:: Records for the exercise

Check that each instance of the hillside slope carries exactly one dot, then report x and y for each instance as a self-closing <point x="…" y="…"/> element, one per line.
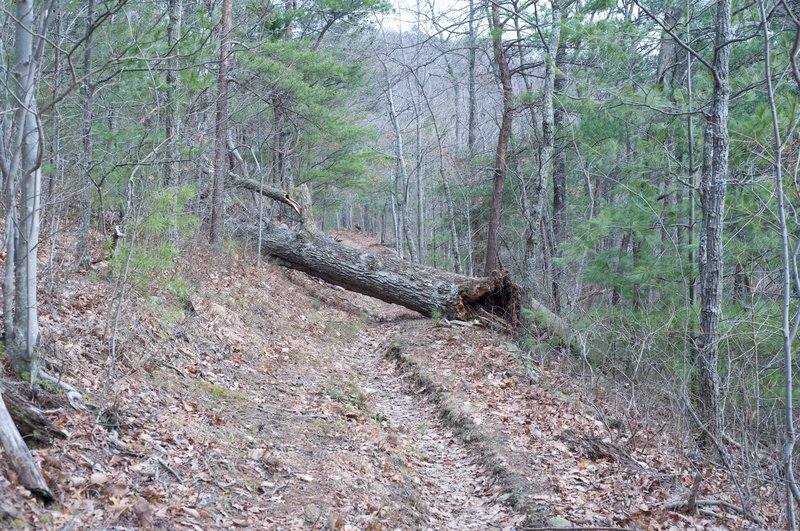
<point x="264" y="398"/>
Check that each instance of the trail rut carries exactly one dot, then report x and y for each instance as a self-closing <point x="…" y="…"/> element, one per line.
<point x="454" y="491"/>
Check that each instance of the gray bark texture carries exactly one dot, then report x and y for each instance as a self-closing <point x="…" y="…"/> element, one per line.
<point x="20" y="456"/>
<point x="387" y="277"/>
<point x="713" y="182"/>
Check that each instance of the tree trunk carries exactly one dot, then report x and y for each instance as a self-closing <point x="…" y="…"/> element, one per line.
<point x="30" y="421"/>
<point x="500" y="164"/>
<point x="712" y="201"/>
<point x="20" y="457"/>
<point x="559" y="187"/>
<point x="85" y="221"/>
<point x="424" y="289"/>
<point x="538" y="202"/>
<point x="221" y="141"/>
<point x="172" y="119"/>
<point x="23" y="337"/>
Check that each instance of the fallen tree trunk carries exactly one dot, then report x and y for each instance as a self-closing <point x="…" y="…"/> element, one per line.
<point x="20" y="457"/>
<point x="426" y="290"/>
<point x="31" y="421"/>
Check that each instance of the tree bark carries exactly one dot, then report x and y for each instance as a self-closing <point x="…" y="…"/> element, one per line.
<point x="20" y="456"/>
<point x="559" y="186"/>
<point x="85" y="221"/>
<point x="172" y="119"/>
<point x="712" y="201"/>
<point x="387" y="277"/>
<point x="221" y="141"/>
<point x="504" y="135"/>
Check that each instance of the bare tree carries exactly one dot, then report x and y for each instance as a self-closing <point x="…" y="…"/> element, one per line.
<point x="221" y="128"/>
<point x="503" y="137"/>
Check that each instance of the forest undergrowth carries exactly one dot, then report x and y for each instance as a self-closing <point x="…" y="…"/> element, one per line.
<point x="262" y="398"/>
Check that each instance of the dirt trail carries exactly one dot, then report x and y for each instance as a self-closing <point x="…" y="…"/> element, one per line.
<point x="455" y="491"/>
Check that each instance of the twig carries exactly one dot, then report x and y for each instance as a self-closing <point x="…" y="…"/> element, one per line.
<point x="709" y="502"/>
<point x="170" y="470"/>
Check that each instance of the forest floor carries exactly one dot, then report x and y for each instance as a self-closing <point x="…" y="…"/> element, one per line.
<point x="262" y="398"/>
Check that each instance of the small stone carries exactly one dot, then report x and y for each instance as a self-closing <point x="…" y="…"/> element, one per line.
<point x="559" y="522"/>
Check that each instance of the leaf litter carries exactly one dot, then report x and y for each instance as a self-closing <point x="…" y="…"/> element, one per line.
<point x="268" y="401"/>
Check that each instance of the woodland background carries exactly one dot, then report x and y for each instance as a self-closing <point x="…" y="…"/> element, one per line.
<point x="632" y="163"/>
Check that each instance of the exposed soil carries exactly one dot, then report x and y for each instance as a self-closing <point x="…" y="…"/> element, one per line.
<point x="265" y="399"/>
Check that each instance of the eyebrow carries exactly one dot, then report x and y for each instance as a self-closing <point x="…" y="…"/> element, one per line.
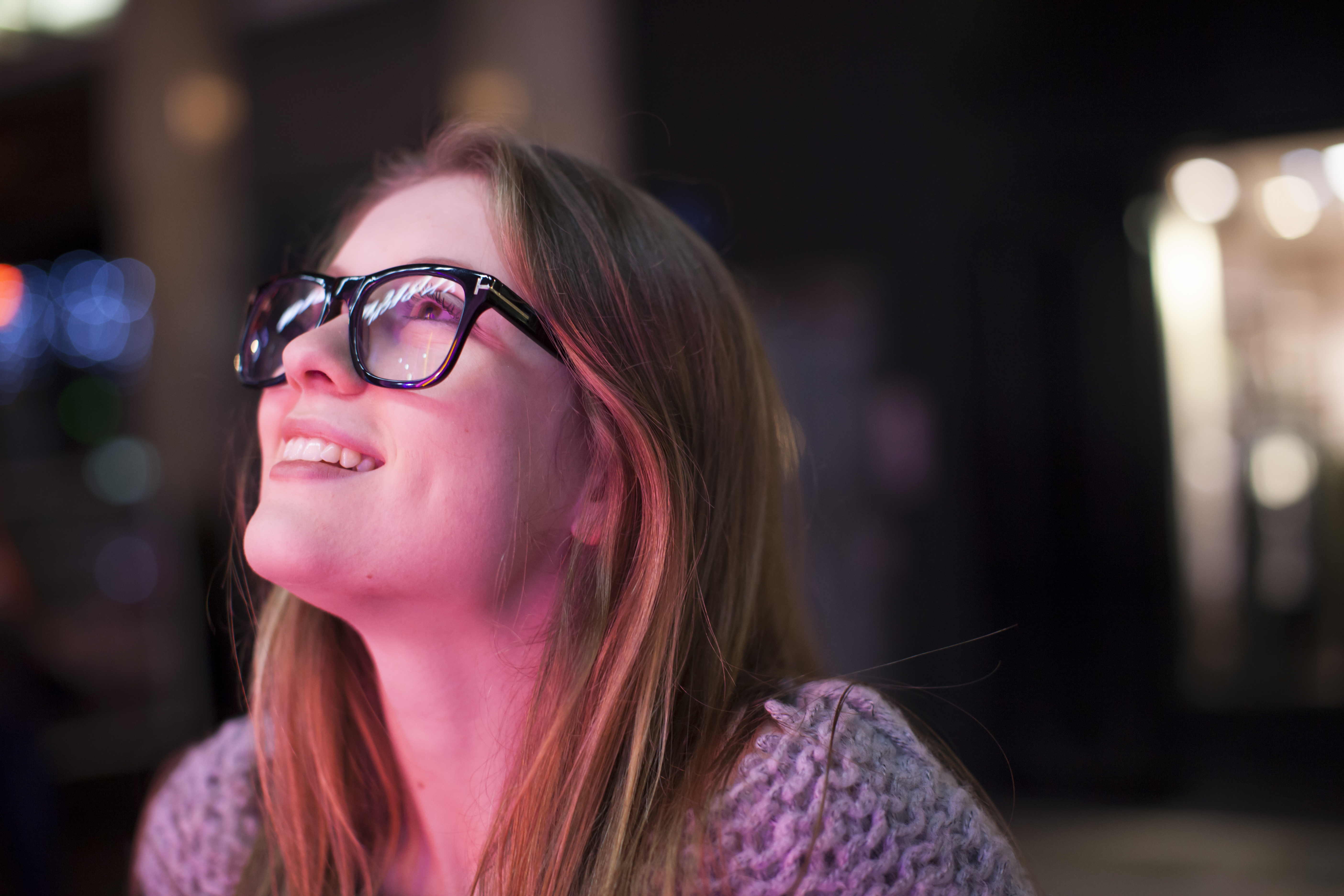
<point x="336" y="271"/>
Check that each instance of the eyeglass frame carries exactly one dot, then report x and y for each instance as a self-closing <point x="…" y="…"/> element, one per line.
<point x="353" y="292"/>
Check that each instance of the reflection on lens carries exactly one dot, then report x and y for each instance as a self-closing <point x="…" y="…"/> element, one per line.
<point x="408" y="326"/>
<point x="284" y="312"/>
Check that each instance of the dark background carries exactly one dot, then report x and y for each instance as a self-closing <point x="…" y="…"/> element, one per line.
<point x="964" y="167"/>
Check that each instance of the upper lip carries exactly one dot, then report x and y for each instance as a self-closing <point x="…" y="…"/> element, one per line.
<point x="315" y="429"/>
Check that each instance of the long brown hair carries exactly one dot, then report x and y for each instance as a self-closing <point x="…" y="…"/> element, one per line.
<point x="672" y="627"/>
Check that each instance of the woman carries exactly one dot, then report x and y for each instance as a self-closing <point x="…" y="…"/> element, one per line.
<point x="523" y="477"/>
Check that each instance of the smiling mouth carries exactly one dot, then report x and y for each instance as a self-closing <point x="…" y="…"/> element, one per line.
<point x="308" y="449"/>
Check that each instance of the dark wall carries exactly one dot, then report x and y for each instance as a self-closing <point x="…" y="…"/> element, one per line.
<point x="978" y="160"/>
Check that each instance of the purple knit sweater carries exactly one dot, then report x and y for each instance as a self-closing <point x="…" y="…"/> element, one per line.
<point x="894" y="821"/>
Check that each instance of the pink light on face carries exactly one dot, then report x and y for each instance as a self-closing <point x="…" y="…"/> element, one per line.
<point x="11" y="293"/>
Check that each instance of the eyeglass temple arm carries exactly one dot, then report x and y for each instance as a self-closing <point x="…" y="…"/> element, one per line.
<point x="525" y="318"/>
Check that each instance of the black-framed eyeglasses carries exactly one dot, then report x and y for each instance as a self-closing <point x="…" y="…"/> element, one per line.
<point x="408" y="324"/>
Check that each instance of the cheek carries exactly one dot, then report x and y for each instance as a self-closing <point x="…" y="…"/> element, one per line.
<point x="271" y="413"/>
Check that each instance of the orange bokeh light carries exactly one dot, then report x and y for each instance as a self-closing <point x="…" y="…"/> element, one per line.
<point x="11" y="293"/>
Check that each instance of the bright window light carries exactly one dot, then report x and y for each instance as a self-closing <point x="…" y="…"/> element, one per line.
<point x="1206" y="190"/>
<point x="57" y="17"/>
<point x="1283" y="469"/>
<point x="1334" y="163"/>
<point x="1291" y="206"/>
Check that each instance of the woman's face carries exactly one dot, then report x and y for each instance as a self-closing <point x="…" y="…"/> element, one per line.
<point x="476" y="482"/>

::::

Written request: Write the entries above out in full, exactly, with no images.

Problem solution:
Check that each instance of the hillside slope carries exactly one dot, then report x and y for each instance as a self-closing <point x="…" y="…"/> element, one per line.
<point x="264" y="398"/>
Check that each instance of the trail rut carries exactly one dot, then report x and y for each instance as a self-closing <point x="…" y="…"/> element, one per line.
<point x="454" y="491"/>
Check that each instance of the gray bark texture carries exactly one dot, then report x and y for each instance as a self-closing <point x="…" y="…"/> element, one per line.
<point x="20" y="456"/>
<point x="387" y="277"/>
<point x="713" y="182"/>
Check that each instance of the tree trunk carries exactly one dot, then report x and y for each instance as a self-closing <point x="…" y="…"/> element, one per line.
<point x="30" y="421"/>
<point x="500" y="164"/>
<point x="712" y="201"/>
<point x="20" y="457"/>
<point x="559" y="187"/>
<point x="85" y="221"/>
<point x="424" y="289"/>
<point x="538" y="202"/>
<point x="221" y="141"/>
<point x="172" y="119"/>
<point x="23" y="337"/>
Check that each instance of the fallen tree trunk carries exactly one dot, then report x and y for each instance as a self-closing <point x="…" y="…"/> element, one per line.
<point x="20" y="457"/>
<point x="426" y="290"/>
<point x="31" y="421"/>
Check that each instance of the tree bark carries exactly one dot, then report x and y for each instance as a self-closing <point x="…" y="…"/> element, one per line.
<point x="20" y="456"/>
<point x="559" y="186"/>
<point x="85" y="221"/>
<point x="172" y="119"/>
<point x="712" y="201"/>
<point x="387" y="277"/>
<point x="221" y="141"/>
<point x="504" y="135"/>
Check that each instance of the bare tree carries exactly one dot, then report x and y for each instance as a self-closing <point x="…" y="…"/> element, one per line.
<point x="221" y="128"/>
<point x="503" y="137"/>
Check that each instance of the forest undergrowth carries exactly one dot, then report x and y for each instance as a self-closing <point x="…" y="…"/> element, one per line.
<point x="262" y="398"/>
Check that each instance of the dirt trail carries exactly one dot, then report x and y for each instance as a self-closing <point x="…" y="…"/> element, one per line.
<point x="455" y="491"/>
Check that each instance of the twig carries exactly one dot, then report x and y for each instance as a self-closing <point x="…" y="…"/> element, one per line.
<point x="709" y="502"/>
<point x="170" y="470"/>
Check that each instance of the forest floor carries exactly one dot, then report x and y for each instance as a self-closing <point x="…" y="…"/> element, one per line.
<point x="262" y="398"/>
Check that each instance of the small stone carries exactly one dot, then report x and y for each instance as a self-closing <point x="…" y="…"/> element, one per line.
<point x="559" y="522"/>
Check that each instance of the leaf litter carries exactly one dot, then report x and y for each instance as a self-closing <point x="…" y="…"/> element, one per line.
<point x="268" y="401"/>
Check that each instance of the woodland background carries exactly one dot, then report x and y for each instance as a self-closing <point x="…" y="…"/> element, one per line.
<point x="632" y="163"/>
Check that each instance of the exposed soil carries exactly one dot, then report x and y for each instance as a self-closing <point x="…" y="…"/> element, one per line.
<point x="265" y="399"/>
Check that each instance of the eyebrow carries exactly one dot, then report x and y for each instance as a self-closing <point x="…" y="…"/> element, one per line.
<point x="336" y="271"/>
Check that each instance of the eyeglass frame carries exactly one dot, then report x and y for each instance as a self-closing <point x="…" y="…"/> element, one per line.
<point x="353" y="292"/>
Check that each instance of the reflection on lens carries exactly one dot, then report x and y for each instance as a self-closing <point x="…" y="…"/> element, one per line.
<point x="408" y="326"/>
<point x="284" y="312"/>
Check that each instance of the dark background carries exactly one dot, then report x and y for each instance as a self-closing <point x="…" y="…"/> element, one per line.
<point x="964" y="167"/>
Check that each instance of the upper lip carries exactly one dot, then report x and y for each instance as a self-closing <point x="…" y="…"/> element, one per line.
<point x="315" y="429"/>
Check that each instance of the long brown hair carries exactly one dot, then report x and y for each instance as a self-closing <point x="…" y="…"/> element, one per line.
<point x="672" y="627"/>
Check that each instance of the woman carries exactly one dot, then report x and y for each instance as a self-closing <point x="…" y="…"/> element, one per line.
<point x="523" y="477"/>
Check that each instance of the smiling mouth carries exactly one dot, then report x and y for each instance as a self-closing <point x="…" y="…"/> element, one per line.
<point x="308" y="449"/>
Check that each instance of the dark wall carries exactly one dot, then report x and y for each instance as a self-closing <point x="…" y="…"/> element, one per line.
<point x="978" y="160"/>
Check that each instance of the purple knit sweater carries exactly one dot, then report x and y for each instance as a self-closing <point x="…" y="…"/> element, one per line.
<point x="894" y="821"/>
Check that each instance of the pink light on face carries exactly one dot, then report x and y for each instance as a self-closing <point x="…" y="…"/> element, one per line.
<point x="11" y="293"/>
Check that each instance of the eyeglass temple arm carries exactly one dot, then report x and y for each instance as a self-closing <point x="…" y="…"/> element, one per line.
<point x="525" y="318"/>
Check that each instance of the black-framed eyeglasses carries exactly one dot, then report x and y for each instance as a self-closing <point x="…" y="…"/> element, one per line.
<point x="408" y="324"/>
Check that each instance of the cheek carries exactly one dot, then report x and y for each instance as a self-closing <point x="…" y="…"/> element, one per line.
<point x="271" y="413"/>
Check that each instance of the orange bokeh light carries exactly one dot, then report x and y for each instance as a self-closing <point x="…" y="…"/> element, one per line.
<point x="11" y="293"/>
Check that each instance of the bright window light carries exactly one dot, then report x and y for each instance as a self-closing <point x="…" y="…"/> element, one per line.
<point x="1206" y="190"/>
<point x="57" y="17"/>
<point x="1283" y="469"/>
<point x="1334" y="163"/>
<point x="1291" y="206"/>
Check that each instance of the woman's face carries exactly one dot, then report x and y for each instance as a self-closing <point x="…" y="…"/> element, one per line.
<point x="476" y="482"/>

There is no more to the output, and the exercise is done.